> **RECORDS FOR THE TASK**

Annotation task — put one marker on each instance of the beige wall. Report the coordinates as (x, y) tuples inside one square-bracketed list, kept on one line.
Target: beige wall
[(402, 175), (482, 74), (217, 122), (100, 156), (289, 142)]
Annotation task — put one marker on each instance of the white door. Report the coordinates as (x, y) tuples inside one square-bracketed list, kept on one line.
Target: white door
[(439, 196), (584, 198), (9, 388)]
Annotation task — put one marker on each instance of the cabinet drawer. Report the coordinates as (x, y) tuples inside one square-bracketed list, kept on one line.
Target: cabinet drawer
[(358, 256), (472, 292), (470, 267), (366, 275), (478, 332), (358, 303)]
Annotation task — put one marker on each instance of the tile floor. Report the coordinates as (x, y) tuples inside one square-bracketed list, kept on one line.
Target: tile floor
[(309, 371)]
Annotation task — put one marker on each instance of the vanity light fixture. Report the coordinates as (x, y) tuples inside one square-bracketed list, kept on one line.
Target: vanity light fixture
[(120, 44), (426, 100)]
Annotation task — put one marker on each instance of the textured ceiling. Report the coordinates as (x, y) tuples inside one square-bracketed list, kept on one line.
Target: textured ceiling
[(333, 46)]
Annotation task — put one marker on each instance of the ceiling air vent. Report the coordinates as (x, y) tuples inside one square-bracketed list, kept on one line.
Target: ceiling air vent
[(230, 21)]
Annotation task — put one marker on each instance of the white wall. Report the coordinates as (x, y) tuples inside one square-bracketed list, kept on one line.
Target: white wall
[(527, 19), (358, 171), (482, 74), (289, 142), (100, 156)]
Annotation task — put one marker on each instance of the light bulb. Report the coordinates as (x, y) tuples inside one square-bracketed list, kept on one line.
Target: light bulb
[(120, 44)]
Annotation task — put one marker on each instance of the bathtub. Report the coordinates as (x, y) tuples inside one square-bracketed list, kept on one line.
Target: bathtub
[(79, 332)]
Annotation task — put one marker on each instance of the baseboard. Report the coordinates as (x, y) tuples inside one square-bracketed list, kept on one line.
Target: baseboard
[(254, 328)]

> **AIM OF THE TASK**
Beginning at the line that holds "Target: light bulb", copy every line through the end of the entries exactly as given, and only those lines.

> **ANSWER SECTION**
Target: light bulb
[(120, 44)]
Annotation task — put one marker on each instance of the bathtub. Report the coordinates as (x, y) tuples inside one square-bracketed list, kept on one line.
Target: bathtub
[(79, 332)]
Annotation task — put one marker on each instance of the baseboard. Report the coordinates as (x, y) tuples inside one square-bracketed list, kept on one line.
Target: baseboard
[(254, 328)]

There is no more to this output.